Records shown:
— START —

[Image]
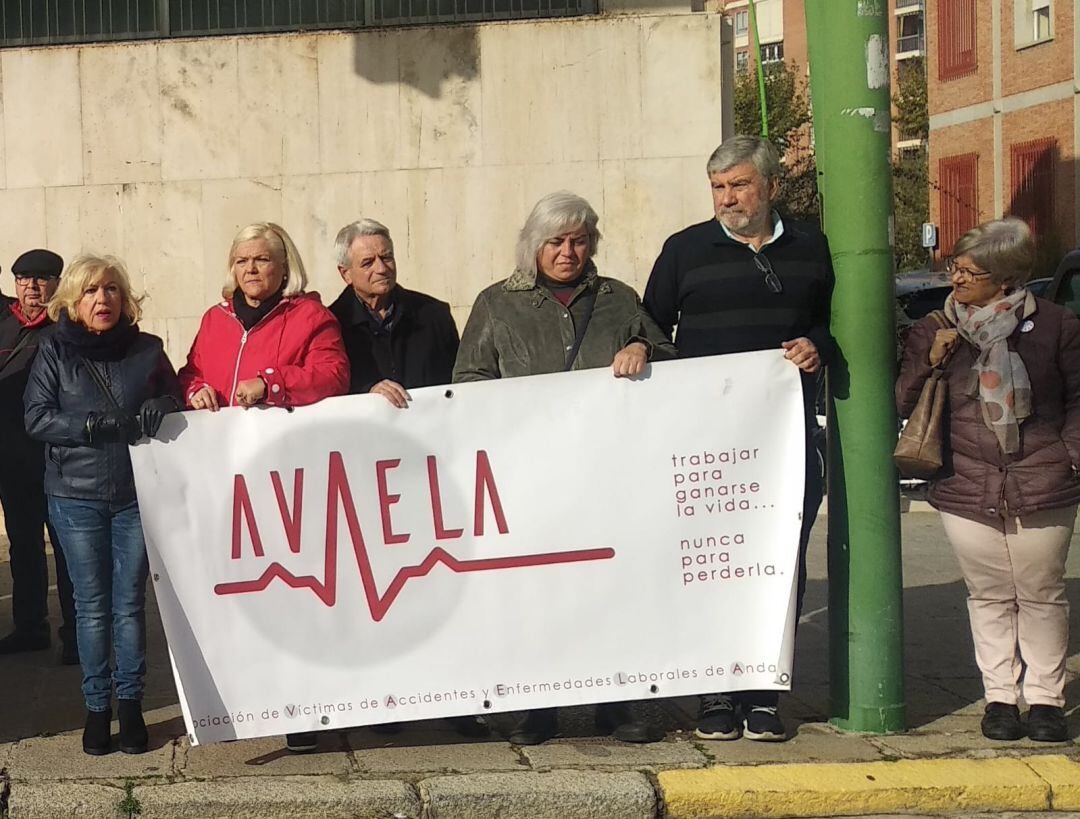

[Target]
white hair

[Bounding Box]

— END —
— START —

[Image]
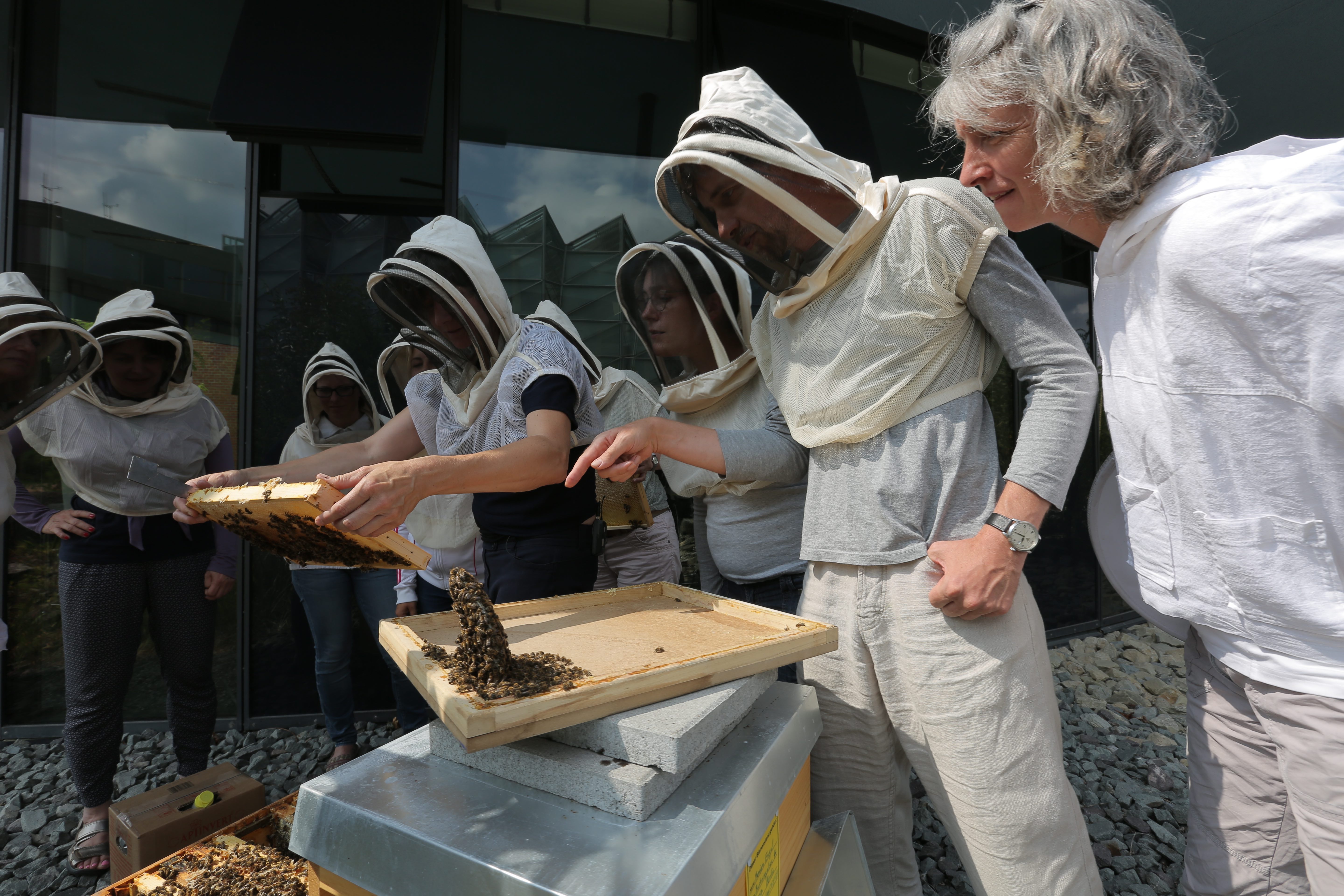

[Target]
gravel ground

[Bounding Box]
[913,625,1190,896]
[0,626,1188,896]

— END —
— START —

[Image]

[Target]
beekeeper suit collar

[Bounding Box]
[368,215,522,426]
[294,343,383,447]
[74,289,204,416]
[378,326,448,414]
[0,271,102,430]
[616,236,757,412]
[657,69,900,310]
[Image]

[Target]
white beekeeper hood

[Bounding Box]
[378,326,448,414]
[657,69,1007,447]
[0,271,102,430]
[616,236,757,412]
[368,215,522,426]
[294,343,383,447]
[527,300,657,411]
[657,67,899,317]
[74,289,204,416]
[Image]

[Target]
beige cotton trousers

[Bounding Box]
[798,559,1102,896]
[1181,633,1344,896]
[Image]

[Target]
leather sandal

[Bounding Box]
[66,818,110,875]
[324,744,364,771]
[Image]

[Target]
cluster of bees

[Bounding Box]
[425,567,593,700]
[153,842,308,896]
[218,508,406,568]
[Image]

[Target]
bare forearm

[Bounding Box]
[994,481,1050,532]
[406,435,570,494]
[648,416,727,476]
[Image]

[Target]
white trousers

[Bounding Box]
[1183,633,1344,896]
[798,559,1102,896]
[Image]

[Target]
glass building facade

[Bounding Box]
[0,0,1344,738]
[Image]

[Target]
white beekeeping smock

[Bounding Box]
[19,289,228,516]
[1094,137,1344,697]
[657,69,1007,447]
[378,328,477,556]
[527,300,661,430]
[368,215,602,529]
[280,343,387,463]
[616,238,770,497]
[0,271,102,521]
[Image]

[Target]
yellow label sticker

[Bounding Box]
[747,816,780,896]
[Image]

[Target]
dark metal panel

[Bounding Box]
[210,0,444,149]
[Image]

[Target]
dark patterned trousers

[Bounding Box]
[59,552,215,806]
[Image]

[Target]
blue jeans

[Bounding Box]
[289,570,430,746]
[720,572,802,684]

— END —

Job:
Report how many lines in the items above contain the string "trousers", with case counting, and give only that number.

Response to this exercise:
3